* BEGIN *

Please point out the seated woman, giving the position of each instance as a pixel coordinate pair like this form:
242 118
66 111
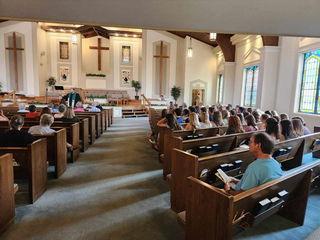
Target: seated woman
286 130
15 137
170 122
306 130
70 116
205 123
273 129
193 122
45 110
262 170
79 107
62 109
217 119
46 121
94 108
3 117
251 124
32 112
22 108
297 127
234 125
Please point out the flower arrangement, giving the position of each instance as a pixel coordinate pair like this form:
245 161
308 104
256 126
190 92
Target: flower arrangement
51 81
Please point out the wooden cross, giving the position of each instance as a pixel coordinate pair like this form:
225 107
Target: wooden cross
161 57
99 48
15 58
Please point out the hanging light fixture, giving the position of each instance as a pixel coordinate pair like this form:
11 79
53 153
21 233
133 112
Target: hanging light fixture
190 50
213 36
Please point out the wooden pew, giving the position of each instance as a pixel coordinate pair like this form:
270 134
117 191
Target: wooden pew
226 144
56 148
98 125
32 166
185 164
214 214
7 204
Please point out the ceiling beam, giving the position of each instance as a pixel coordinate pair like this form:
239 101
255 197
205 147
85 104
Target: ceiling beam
270 40
229 50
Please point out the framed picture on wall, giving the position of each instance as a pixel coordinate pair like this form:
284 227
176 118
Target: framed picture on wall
64 51
125 77
64 72
126 55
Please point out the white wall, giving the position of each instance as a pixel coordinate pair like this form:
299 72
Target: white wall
28 29
247 53
150 37
201 68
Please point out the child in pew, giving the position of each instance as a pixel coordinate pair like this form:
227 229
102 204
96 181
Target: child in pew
70 116
46 121
32 112
44 128
62 109
3 117
262 170
15 137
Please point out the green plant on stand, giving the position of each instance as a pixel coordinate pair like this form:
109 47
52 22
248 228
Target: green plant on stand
175 93
137 86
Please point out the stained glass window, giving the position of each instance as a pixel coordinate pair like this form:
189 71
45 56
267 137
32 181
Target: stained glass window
220 88
250 76
309 93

* END *

## Stated problem
Write out every line of the items above as a numbered list, skipping any blank lines and leaving out the pictures.

## Solution to the problem
1. Please point out the seated woman, giving the position of each instance as a pixel coordinate pair like this form:
2. 242 118
3. 66 111
4. Target: seated woman
5. 286 130
6. 15 137
7. 170 122
8. 306 130
9. 70 116
10. 205 123
11. 273 129
12. 193 122
13. 45 110
14. 262 170
15. 79 107
16. 62 109
17. 217 119
18. 46 121
19. 94 108
20. 3 117
21. 251 124
22. 32 112
23. 22 108
24. 297 127
25. 234 125
26. Please point out the flower arrangement, giving the position of each instance as a pixel coordinate pair like this form:
27. 245 161
28. 308 104
29. 256 126
30. 190 92
31. Target: flower arrangement
32. 51 81
33. Please point out the wooden cross, giving the position of each instance as a pixel coordinate pair like this form:
34. 225 107
35. Target: wooden cross
36. 161 57
37. 99 48
38. 15 58
39. Please point out the hanging light fixture, giving the position of each instance as a pixel coordinate pair like this form:
40. 11 79
41. 53 153
42. 21 233
43. 133 112
44. Target: hanging light fixture
45. 190 50
46. 213 36
47. Please point out the wooden pew, giving the position of each instance as a pixel coordinate pair like this form:
48. 270 134
49. 117 191
50. Target: wooden pew
51. 226 144
52. 56 148
53. 98 125
54. 32 166
55. 185 164
56. 214 214
57. 7 204
58. Please point out the ceiling beam, giving the position of each instance as a pixel coordinate pair like this form:
59. 239 101
60. 255 197
61. 205 147
62. 85 104
63. Target: ceiling beam
64. 270 40
65. 229 50
66. Please point out the framed picture on wall, giving the position of each instance as a pixel coordinate pair like this form:
67. 284 227
68. 176 118
69. Target: framed picture on wall
70. 64 51
71. 125 77
72. 64 72
73. 126 55
74. Please point out the white wall, giving the position of each instance as a pixel coordinate pair like this form:
75. 299 72
76. Target: white wall
77. 28 29
78. 247 53
79. 150 37
80. 201 68
81. Please point out the child in pew, giving the position of each instance as a pixel coordinate pair like this form:
82. 227 229
83. 102 204
84. 96 181
85. Target: child in pew
86. 70 116
87. 46 121
88. 32 112
89. 44 128
90. 62 109
91. 3 117
92. 262 170
93. 15 137
94. Please point out the green plant on stand, giving the position of each instance as a pixel coordinate pair like this form:
95. 109 47
96. 52 22
97. 248 228
98. Target: green plant on stand
99. 175 93
100. 137 86
101. Please point out the stained glass window, giving the position of each instance as a pixel coordinate pair like this form:
102. 189 71
103. 45 56
104. 267 137
105. 32 181
106. Target: stained glass window
107. 220 88
108. 250 76
109. 309 93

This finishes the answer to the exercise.